As the research shows, with only 1% labeled data from MS-COCO, the proposed method improves mAP 6.8 times in comparison to the state-of-the-art method, STAC (Sohn et al., 2020b). Moreover, Unbiased Teacher consistently improves mAP 10 times using only 0.5, 1, 2, and 5% of labeled data compared to the supervised approach.
You should give SSL a try if:
You work with large datasets and would like to process them faster;
You have a small percentage of your dataset labeled (from 1% to 10%);
You work on Object Detection or Instance Segmentation task (other models are not supported).
Supervised, Unsupervised, and Semi-Supervised approaches
To understand the mechanism behind SSL in Hasty, let’s first observe other well-known ML algorithms.
In classical Supervised Learning, the model trains on the given labeled data. The shortcoming of this approach is that in real life, it is hard to find or build clean, precisely labeled datasets.
Unsupervised Learning is used when we do not know what exact outcome to expect. In this case, we allow the model to explore the underlying data structures on its own and then analyze the results. In Object Detection or Instance Segmentation tasks, however, we usually know in advance what classes we expect to distinguish. Thus, Unsupervised Learning might not be perfect here, as well.
Therefore, Semi-Supervised Learning comes into play. Essentially, it uses a combination of labeled, poorly labeled, or unlabeled data to train the model. This is more efficient than labeling everything and allows us to require the desired output from the model.

● **Requirement 1**:
According to the text on semi-supervised learning, why might Unsupervised Learning not suit Object Detection or Instance Segmentation tasks? Answer in one to three sentences.
● **Requirement 2**:
Translate this sentence from the semi-supervised learning text into Spanish: "The shortcoming of this approach is that in real life, it is hard to find or build clean, precisely labeled datasets."
● **Requirement 3**:
Extend the text on semi-supervised learning, picking up after its final sentence.

● **Recorded data**:
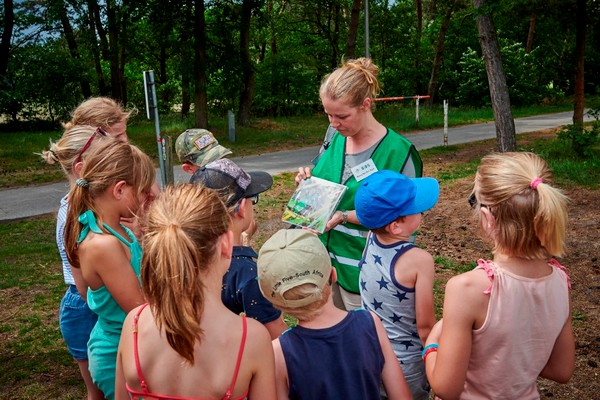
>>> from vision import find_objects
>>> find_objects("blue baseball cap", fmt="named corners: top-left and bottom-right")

● **Reply 1**:
Unsupervised Learning lets the model explore data structures on its own when the exact outcome isn't known. In Object Detection or Instance Segmentation, we usually know in advance which classes we expect to distinguish, so that open-ended approach might not be perfect.

● **Reply 2**:
La desventaja de este enfoque es que, en la vida real, es difícil encontrar o crear conjuntos de datos limpios y etiquetados con precisión.

● **Reply 3**:
Pseudo-labeling & Teacher-Student paradigm
One common way to speed up the model’s learning is to train it on both labeled and unlabeled images simultaneously.
The workflow is the following:
We create two separate models – a Teacher and a Student.
The Teacher is trained on labeled images as in a regular supervised approach using Cross-entropy loss.
Once the Teacher is trained, it creates pseudo-labels for the unlabeled images. The mechanism is simple: the Teacher predicts classes for unlabeled pictures –> the class the model is the most confident about is taken as a pseudo-label for the given image. Pseudo-labels are assigned only if the model is sure about them enough.
The Student trains on combined labeled and unlabeled images (with pseudo-labels). Various augmentations and noise can be introduced to the images to train the model better.
When the Student is trained, it becomes the new Teacher. The process is repeated again until a certain performance criterion is reached.
Object Detection and Instance Segmentation tasks have their own peculiarities which might affect the efficiency of pseudo-labeling. Here are the most common problems that appear:
Foreground classes imbalance: certain class(-es) might be dominant throughout the dataset, while others might be underrepresented.
Foreground-background imbalance: the background area might be much bigger than the foreground, so most bounding boxes might get labeled as background.
These imbalances introduce bias to the model’s predictions. The problem with pseudo-labeling is that the model might consistently lean towards the most dominant and confident classes, ignoring less represented ones. Thus, wrong pseudo-labels are created and fetched to the model, decreasing its performance.
When we try to minimize Cross-entropy loss, we punish the model when it makes wrong predictions. However, the model might still get the most predictions correctly simply due to the prevalence and high confidence of some classes. As a result, the loss metric does not drop much since wrong predictions for minor classes do not affect the loss metric significantly.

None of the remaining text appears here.